- AIM OF THE EXERCISE:
Quote the records that follow in full, leaving the pictures out.

◆ ◆ ◆ ◆

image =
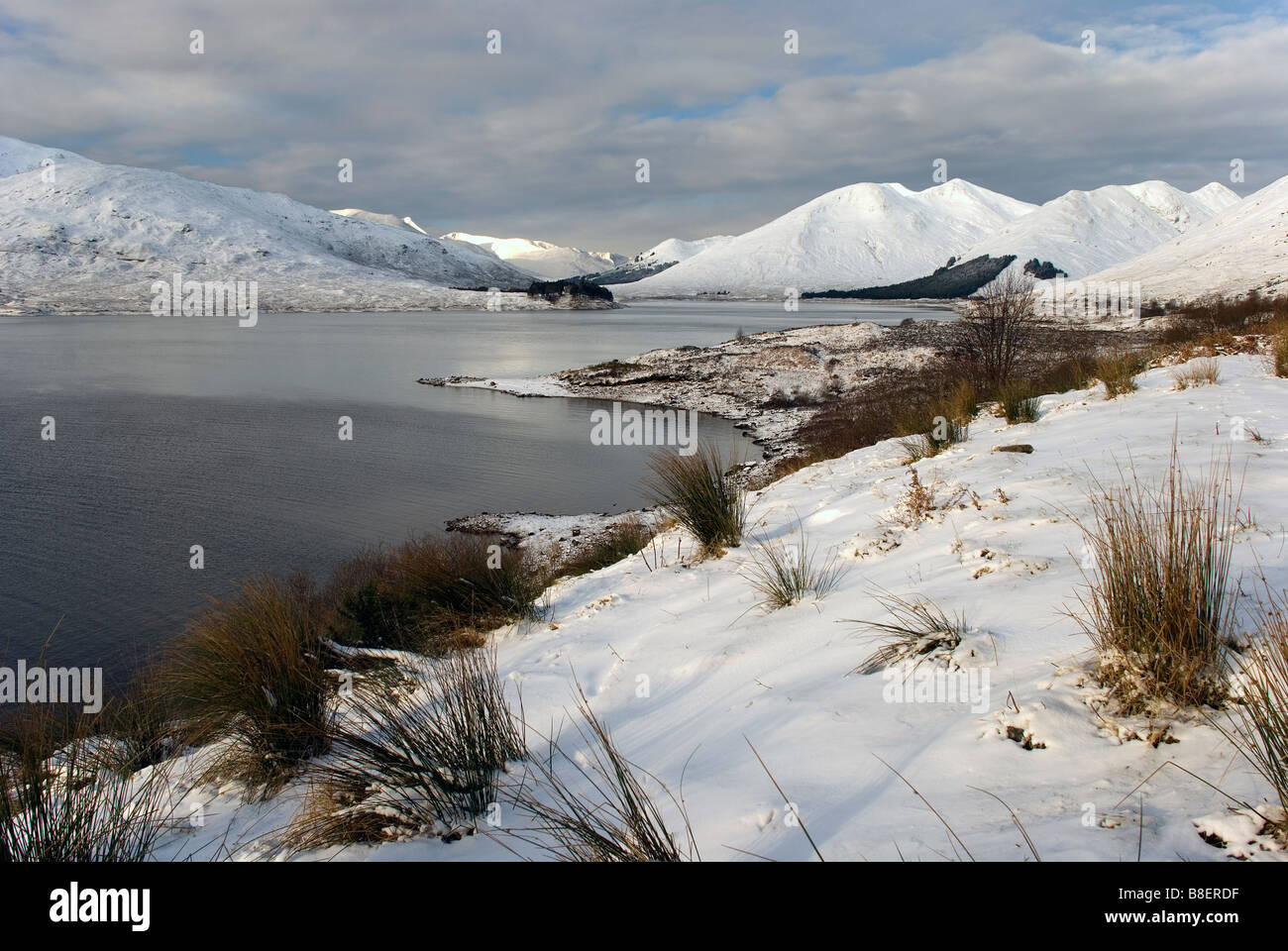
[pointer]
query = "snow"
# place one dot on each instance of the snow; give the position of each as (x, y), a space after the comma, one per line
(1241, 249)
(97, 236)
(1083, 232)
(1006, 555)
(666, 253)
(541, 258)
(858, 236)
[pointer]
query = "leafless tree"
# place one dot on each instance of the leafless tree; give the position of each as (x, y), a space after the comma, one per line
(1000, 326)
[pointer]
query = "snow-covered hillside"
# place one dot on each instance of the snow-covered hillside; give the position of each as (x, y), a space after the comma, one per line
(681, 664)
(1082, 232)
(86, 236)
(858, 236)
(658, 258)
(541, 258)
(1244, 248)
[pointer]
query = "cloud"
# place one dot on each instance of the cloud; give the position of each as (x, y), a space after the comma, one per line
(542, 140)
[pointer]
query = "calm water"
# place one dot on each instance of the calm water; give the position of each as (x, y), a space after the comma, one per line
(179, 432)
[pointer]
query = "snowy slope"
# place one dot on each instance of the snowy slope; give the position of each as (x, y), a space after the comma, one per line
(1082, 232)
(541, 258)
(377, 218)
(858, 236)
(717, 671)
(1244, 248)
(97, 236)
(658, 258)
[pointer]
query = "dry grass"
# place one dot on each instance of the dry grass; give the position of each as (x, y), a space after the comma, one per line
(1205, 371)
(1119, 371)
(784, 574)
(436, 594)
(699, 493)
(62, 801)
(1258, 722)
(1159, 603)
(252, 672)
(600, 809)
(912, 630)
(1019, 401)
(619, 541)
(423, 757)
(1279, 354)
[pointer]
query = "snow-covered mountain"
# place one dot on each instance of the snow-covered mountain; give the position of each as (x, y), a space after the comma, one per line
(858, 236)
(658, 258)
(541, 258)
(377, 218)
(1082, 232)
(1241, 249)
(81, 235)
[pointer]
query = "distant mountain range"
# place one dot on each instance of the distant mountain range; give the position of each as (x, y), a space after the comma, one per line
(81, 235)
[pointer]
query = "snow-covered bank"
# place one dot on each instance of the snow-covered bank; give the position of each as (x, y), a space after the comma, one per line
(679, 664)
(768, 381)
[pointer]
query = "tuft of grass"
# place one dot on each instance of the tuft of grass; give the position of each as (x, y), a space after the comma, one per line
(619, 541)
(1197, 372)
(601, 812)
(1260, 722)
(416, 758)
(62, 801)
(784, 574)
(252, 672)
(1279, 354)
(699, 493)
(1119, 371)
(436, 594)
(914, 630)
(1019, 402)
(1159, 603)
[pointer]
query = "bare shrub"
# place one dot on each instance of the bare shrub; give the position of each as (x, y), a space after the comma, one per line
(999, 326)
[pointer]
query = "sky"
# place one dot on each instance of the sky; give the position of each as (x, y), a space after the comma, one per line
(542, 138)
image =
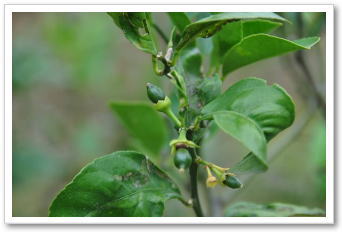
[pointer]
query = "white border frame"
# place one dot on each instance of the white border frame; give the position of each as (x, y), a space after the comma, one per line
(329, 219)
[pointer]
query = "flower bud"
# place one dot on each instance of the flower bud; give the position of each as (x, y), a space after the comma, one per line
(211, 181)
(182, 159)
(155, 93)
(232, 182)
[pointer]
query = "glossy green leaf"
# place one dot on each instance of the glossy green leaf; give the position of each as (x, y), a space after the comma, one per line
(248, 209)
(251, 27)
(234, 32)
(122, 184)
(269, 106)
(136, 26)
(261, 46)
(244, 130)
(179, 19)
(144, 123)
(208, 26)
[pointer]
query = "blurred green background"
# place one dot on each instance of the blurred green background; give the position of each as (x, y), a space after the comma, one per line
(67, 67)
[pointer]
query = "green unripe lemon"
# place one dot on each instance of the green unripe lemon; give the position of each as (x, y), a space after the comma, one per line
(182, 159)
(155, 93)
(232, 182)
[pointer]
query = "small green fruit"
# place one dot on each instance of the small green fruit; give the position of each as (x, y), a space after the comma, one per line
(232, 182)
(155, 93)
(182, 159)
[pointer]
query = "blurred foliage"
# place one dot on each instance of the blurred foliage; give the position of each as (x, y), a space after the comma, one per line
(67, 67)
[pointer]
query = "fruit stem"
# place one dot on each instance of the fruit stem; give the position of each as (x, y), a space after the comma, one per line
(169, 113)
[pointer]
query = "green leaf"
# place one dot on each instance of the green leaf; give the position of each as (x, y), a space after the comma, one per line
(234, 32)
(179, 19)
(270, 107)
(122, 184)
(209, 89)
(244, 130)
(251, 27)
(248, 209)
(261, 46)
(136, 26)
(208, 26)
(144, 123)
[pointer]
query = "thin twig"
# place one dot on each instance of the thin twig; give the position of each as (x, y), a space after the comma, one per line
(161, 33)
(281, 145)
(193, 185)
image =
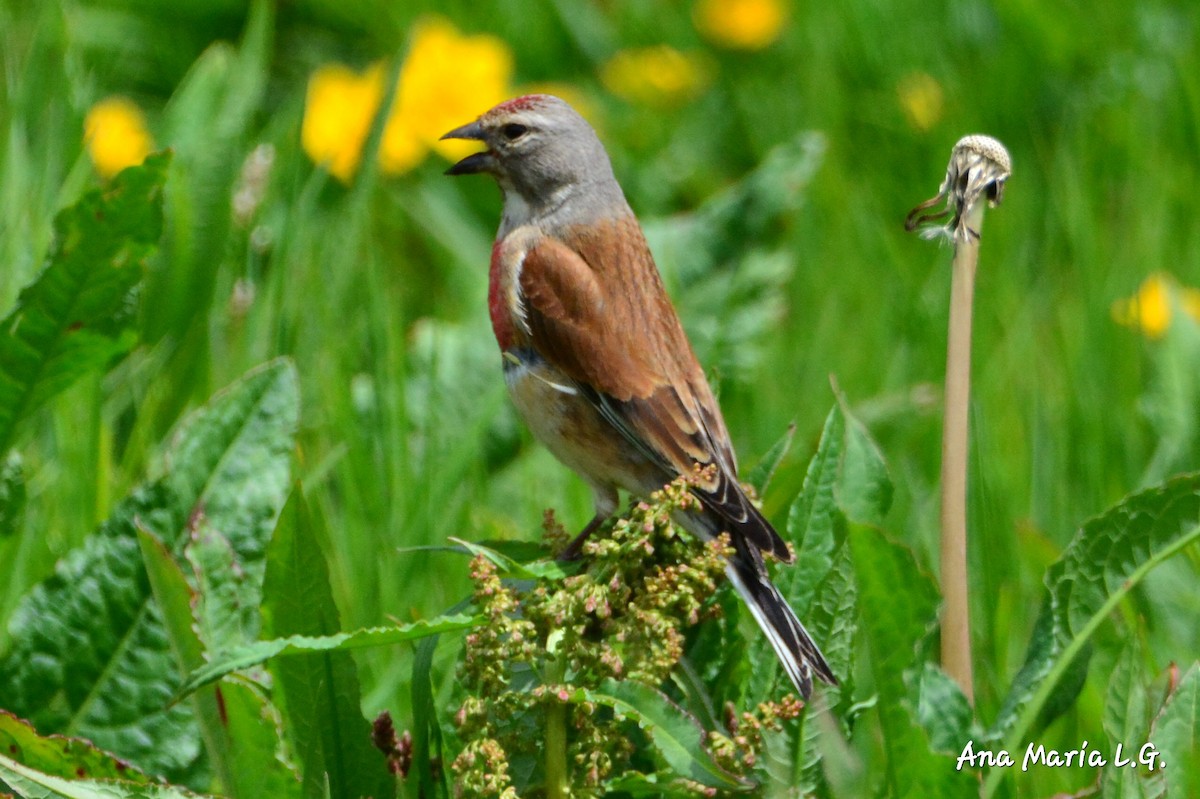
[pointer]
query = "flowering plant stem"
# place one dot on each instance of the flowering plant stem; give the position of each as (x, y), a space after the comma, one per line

◆ ◆ ◆ ◆

- ANSWER TO THIS TASK:
image =
[pointer]
query = "snow"
# place one dot on each instance of the snow; give the position of each as (x, y), a space after the comma, one per line
(1241, 249)
(97, 236)
(1083, 232)
(1006, 555)
(666, 253)
(541, 258)
(858, 236)
[pointer]
query = "leafless tree"
# place one dot on each instance of the leafless tree; give the position of each as (x, y), a space after the comma, one per line
(1000, 326)
[pointer]
query = "snow-covered hillside"
# place one dot on each instance of the snow-covered hillside; give the position of each as (x, y), a space after the comma, one per line
(681, 664)
(1082, 232)
(86, 236)
(858, 236)
(658, 258)
(541, 258)
(1244, 248)
[pointer]
query = "cloud"
# place one dot on each instance of the cloud; give the position of each as (x, y), a space after the comma, one per line
(542, 140)
[pointer]
query = "calm water"
# place one dot on each instance of the calm water; give the position of each as (x, y), a space after the comma, one per line
(179, 432)
[pointer]
query = "snowy slope"
# place one dot on each instance of the snowy slope; give the position of each as (x, y), a space after the comma, one per line
(1082, 232)
(541, 258)
(377, 218)
(858, 236)
(717, 671)
(1244, 248)
(97, 236)
(658, 258)
[pointer]
query = "dry grass"
# place one dot on each instance of the dry grass; give the position of each as (x, y), a space after the comma, one per line
(1205, 371)
(1119, 371)
(784, 574)
(436, 594)
(699, 493)
(62, 801)
(1258, 722)
(1159, 603)
(252, 672)
(600, 809)
(912, 630)
(1019, 401)
(619, 541)
(423, 757)
(1279, 354)
[pointer]
query = "snow-covered mountain"
# place one dot on each instance of the snow-covered mountain; give the position of each as (x, y), a space after the comma, one per line
(858, 236)
(658, 258)
(541, 258)
(377, 218)
(1082, 232)
(1241, 249)
(81, 235)
[pointer]
query = "distant mountain range"
# place one dot on each instance of the distant mountain range; give the position of each as (x, y), a space after the comma, one per line
(81, 235)
[pointer]
query = "snow-covered bank"
# place one dot on each instance of the snow-covered bank; give the position of each as (x, y), a space after the comma, one per line
(679, 664)
(768, 381)
[pointer]
query = "tuft of grass"
# place one dot on each instance of the tuft of grass; give the position of each as (x, y), a space after the comma, one per line
(619, 541)
(1197, 372)
(601, 812)
(1260, 722)
(416, 758)
(62, 801)
(784, 574)
(252, 672)
(1279, 354)
(699, 493)
(1119, 371)
(436, 594)
(914, 630)
(1019, 402)
(1159, 603)
[pointer]
query = "bare shrub"
# place one dot on each instance of the bare shrub; give the position of each as (x, y), a space after the comma, one per line
(999, 326)
[pointer]
query = "sky"
# place one dot on each instance of the sky; give the position of each as (x, y), a space after the comma, one per line
(542, 138)
image =
[pointer]
query = "white border frame"
# place one dot on each instance of the white border frame; give the position of each as (x, y), a space after the comma, one per line
(329, 219)
[pointer]
query = "flower bud"
# place one dot on each instance of the flower bud; give the position of each as (x, y), a space after the comma, one per line
(211, 181)
(182, 159)
(155, 93)
(232, 182)
[pointer]
query = "glossy green leaf"
# place one dot on each instance of the glossy green leaf; give the position of each as (x, y), a space after the comma, one per line
(248, 209)
(251, 27)
(234, 32)
(122, 184)
(269, 106)
(136, 26)
(261, 46)
(244, 130)
(179, 19)
(144, 123)
(208, 26)
[pointer]
query = "blurred green background"
# place one dot on each instance of the blurred green background; give the position of each as (x, y), a space after the comma, one per line
(67, 67)
[pointer]
query = "green unripe lemon"
# place one dot on each instance of the green unripe lemon; give the position of each as (x, y), a space after the comma, one per line
(182, 159)
(155, 93)
(232, 182)
[pointer]
query = "small green fruit"
# place one dot on each instance of the small green fruit; give the position of each as (x, y), a space after the comma, one per line
(232, 182)
(155, 93)
(182, 159)
[pointer]
query = "blurred foliage"
# place one dot on each instance of the blurred foliage; give the position of each as (x, y), a space after the comma, one per line
(67, 67)
[pointer]
query = "fruit stem"
# place one dot on each instance of the fruit stem; give the position of each as (x, y), a space after the comma, one per line
(169, 113)
[pointer]
query = "green leaf"
# place one dot on each instance of the green leaf; give the position of each as (x, y), a space after the comma, one per line
(234, 32)
(179, 19)
(270, 107)
(122, 184)
(209, 89)
(244, 130)
(251, 27)
(248, 209)
(261, 46)
(136, 26)
(208, 26)
(144, 123)
[pointer]
query = "thin twig"
# place one dot on each instance of the thin twig; give the position of each as (x, y), a space after the comma, one per line
(161, 33)
(281, 145)
(193, 185)
image =
[pointer]
query = "flowering plant stem"
# place one dot on each instance of the flowering plant stem; give the position of each as (x, y), a space after the comma, one per line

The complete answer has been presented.